* [Text section]:
— begin —

Mr. Haynes, whose diverse background includes degrees in urology and mechanical engineering and time spent ranching, said if elected one of his first tasks would be to send letters to the federal land-management agencies telling them to turn their lands over to the state and get their operations out of Wyoming.

“Then, in whichever county they attempt to have any official activity, they will be arrested for impersonating a law enforcement officer in Wyoming,” he told the Casper Star-Tribune last week.

The 68-year-old Republican bases his plan on the grounds that the U.S. Constitution allows the federal government to own just 10 miles of land, in Washington, D.C., for offices and operations, and that the state could do a much better job of managing the federal lands.

How successful would Mr. Haynes' proposal be in terms of the state's tourism industry? Yellowstone and Grand Teton national parks likely would fare well for their iconic status. But other park units in the state? Do you remember Shoshone Cavern National Monument? The site outside Cody, Wyoming, was designated in 1909 by presidential proclamation, and given to Cody in 1954. Have you heard of it?

— end —

* [Raw data]:
— begin —

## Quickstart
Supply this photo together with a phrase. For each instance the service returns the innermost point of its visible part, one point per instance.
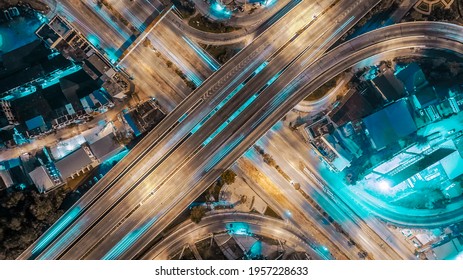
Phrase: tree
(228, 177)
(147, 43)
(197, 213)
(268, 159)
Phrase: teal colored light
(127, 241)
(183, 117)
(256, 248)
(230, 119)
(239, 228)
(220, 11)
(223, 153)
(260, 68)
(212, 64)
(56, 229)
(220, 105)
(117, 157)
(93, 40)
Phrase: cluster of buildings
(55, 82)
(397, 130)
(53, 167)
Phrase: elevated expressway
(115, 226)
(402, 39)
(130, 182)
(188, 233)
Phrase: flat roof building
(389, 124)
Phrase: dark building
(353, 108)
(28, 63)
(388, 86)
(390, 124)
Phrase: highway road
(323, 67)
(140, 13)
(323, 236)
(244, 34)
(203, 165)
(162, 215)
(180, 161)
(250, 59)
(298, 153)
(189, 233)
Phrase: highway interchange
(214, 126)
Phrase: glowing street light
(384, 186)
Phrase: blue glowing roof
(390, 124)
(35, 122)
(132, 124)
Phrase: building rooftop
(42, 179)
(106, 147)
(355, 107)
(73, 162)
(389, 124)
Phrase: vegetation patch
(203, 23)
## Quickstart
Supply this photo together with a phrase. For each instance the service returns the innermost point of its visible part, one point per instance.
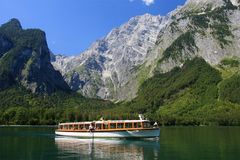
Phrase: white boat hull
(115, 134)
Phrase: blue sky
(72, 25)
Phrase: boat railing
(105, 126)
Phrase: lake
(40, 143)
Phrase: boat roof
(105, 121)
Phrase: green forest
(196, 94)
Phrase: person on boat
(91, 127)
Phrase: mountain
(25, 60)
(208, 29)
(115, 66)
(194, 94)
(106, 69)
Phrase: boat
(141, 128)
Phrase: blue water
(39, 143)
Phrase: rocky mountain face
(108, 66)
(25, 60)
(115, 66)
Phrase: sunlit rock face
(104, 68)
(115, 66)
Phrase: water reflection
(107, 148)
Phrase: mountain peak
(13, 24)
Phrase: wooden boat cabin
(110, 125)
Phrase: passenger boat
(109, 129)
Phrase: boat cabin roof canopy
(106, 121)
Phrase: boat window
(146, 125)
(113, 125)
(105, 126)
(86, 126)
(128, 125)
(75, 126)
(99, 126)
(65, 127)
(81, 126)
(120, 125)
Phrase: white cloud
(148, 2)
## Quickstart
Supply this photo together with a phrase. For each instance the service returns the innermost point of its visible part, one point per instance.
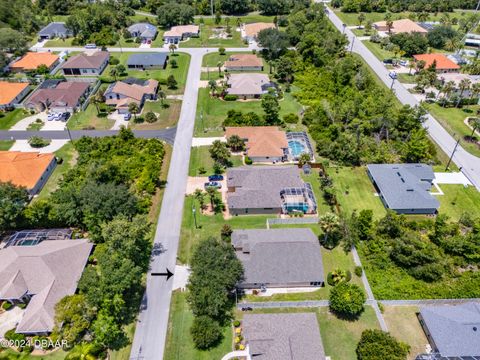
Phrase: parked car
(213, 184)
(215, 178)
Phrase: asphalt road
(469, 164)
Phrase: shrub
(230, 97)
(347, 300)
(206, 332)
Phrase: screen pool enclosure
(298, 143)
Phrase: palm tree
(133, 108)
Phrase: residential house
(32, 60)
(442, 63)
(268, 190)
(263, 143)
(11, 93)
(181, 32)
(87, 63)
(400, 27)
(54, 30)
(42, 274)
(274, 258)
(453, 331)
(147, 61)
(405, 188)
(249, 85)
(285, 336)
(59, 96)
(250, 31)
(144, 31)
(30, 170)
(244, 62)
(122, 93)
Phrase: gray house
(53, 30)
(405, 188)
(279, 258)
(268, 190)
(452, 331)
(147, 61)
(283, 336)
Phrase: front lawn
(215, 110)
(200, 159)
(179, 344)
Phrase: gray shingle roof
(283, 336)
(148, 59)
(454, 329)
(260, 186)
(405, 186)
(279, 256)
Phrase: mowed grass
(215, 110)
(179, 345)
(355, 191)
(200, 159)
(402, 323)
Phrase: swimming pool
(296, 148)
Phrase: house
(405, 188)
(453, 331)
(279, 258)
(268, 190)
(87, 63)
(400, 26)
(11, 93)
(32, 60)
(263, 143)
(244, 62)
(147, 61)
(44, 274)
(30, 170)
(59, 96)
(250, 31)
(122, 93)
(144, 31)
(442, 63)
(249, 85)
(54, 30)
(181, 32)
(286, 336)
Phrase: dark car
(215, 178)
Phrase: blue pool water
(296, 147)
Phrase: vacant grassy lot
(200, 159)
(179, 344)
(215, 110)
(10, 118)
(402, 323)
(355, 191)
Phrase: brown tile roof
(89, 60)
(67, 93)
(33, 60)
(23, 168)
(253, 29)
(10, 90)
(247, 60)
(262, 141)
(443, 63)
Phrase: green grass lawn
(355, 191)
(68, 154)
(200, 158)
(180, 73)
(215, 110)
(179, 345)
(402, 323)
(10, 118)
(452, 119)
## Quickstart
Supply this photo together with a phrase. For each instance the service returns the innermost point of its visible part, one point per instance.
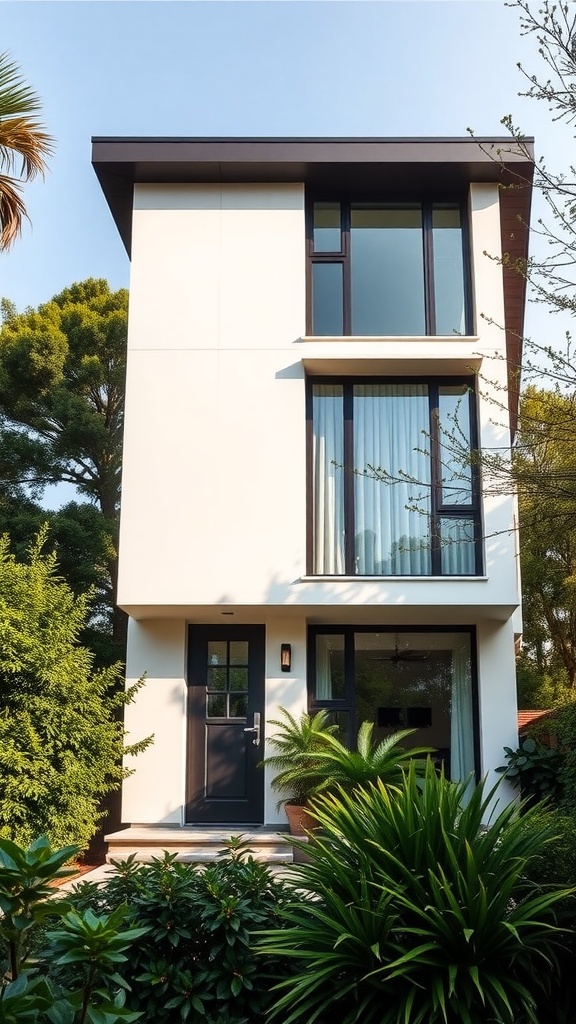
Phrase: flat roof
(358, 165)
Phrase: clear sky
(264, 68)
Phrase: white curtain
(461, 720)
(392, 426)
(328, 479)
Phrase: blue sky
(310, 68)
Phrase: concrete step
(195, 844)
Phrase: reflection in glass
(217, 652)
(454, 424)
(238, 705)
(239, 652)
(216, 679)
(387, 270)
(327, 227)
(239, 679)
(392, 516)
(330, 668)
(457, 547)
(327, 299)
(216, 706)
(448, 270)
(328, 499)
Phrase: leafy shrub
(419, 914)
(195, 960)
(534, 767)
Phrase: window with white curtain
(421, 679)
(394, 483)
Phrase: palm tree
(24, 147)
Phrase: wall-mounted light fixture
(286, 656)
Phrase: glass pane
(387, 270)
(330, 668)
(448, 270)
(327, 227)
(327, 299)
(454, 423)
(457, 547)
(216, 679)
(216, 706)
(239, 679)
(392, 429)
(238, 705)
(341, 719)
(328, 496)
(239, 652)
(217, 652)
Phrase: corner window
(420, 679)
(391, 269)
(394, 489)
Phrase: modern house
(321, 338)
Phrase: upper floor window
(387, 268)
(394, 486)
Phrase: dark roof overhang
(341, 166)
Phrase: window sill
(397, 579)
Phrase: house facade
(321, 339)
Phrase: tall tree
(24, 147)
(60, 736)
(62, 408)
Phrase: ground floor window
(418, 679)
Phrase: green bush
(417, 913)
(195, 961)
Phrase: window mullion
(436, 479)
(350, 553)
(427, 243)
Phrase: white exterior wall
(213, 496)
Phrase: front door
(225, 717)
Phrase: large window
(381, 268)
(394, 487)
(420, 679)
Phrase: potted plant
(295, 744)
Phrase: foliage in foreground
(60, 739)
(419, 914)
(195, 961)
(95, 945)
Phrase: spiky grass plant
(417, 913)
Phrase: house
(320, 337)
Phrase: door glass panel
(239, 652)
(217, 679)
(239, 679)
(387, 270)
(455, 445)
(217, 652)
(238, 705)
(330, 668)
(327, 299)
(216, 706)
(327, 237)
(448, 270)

— end —
— begin —

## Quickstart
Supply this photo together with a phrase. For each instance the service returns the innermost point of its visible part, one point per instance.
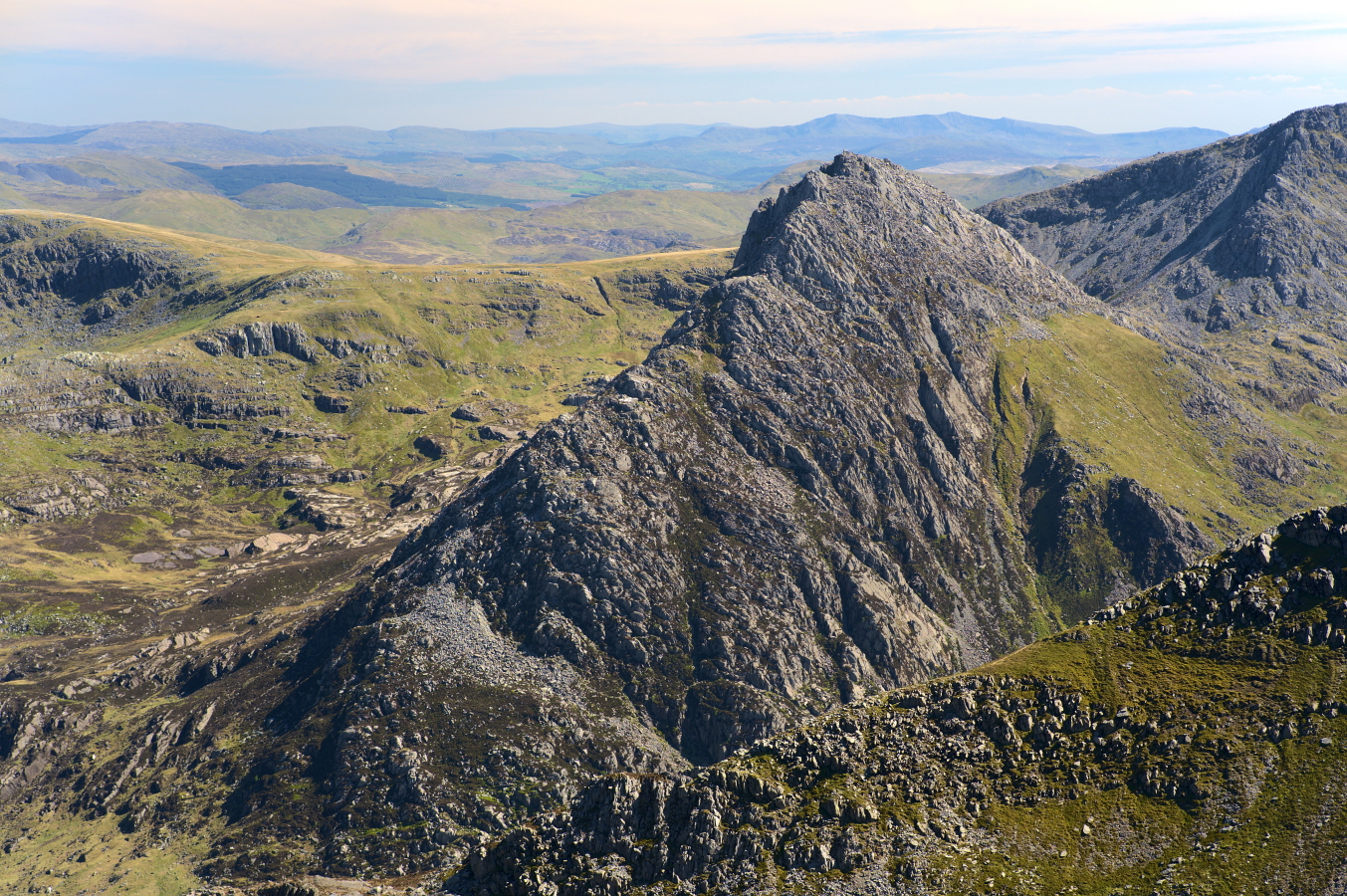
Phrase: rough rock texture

— end —
— begin —

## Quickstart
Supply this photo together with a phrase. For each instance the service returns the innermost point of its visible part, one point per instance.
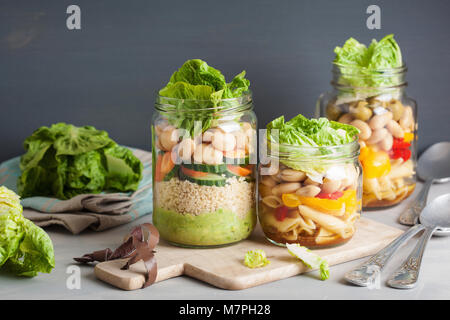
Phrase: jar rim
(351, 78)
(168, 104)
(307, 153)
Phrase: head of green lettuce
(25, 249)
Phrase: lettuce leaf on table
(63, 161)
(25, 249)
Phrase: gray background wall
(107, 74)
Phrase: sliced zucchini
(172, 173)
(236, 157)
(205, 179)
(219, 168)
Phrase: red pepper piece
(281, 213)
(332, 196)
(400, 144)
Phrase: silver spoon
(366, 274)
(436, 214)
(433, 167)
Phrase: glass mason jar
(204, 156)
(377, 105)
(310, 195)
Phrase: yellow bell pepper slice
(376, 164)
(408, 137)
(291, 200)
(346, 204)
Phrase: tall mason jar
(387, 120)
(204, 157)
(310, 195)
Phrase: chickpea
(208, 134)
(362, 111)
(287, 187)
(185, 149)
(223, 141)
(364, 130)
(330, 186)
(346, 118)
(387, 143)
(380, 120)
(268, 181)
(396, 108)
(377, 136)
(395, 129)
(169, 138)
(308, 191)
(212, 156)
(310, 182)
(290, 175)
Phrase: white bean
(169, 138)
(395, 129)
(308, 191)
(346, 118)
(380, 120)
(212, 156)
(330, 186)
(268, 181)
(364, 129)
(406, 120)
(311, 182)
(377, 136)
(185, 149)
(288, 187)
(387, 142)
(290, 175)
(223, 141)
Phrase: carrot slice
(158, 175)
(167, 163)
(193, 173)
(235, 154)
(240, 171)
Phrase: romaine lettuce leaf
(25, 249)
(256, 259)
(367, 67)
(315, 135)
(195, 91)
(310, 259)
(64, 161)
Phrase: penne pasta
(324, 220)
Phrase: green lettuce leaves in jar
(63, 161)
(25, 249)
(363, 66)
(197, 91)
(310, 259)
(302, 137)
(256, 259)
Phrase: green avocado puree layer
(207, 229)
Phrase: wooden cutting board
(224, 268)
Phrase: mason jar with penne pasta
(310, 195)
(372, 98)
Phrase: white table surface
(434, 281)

— end —

* [Task set]:
**A.** List every number written in digits in the passage about the federal lands proposal.
**B.** Return the passage about the federal lands proposal word for word, from "Mr. Haynes, whose" to "Star-Tribune last week.".
None of the data is needed for this work.

* [Solutions to the problems]:
**A.** 68, 10, 1909, 1954

**B.**
Mr. Haynes, whose diverse background includes degrees in urology and mechanical engineering and time spent ranching, said if elected one of his first tasks would be to send letters to the federal land-management agencies telling them to turn their lands over to the state and get their operations out of Wyoming.

“Then, in whichever county they attempt to have any official activity, they will be arrested for impersonating a law enforcement officer in Wyoming,” he told the Casper Star-Tribune last week.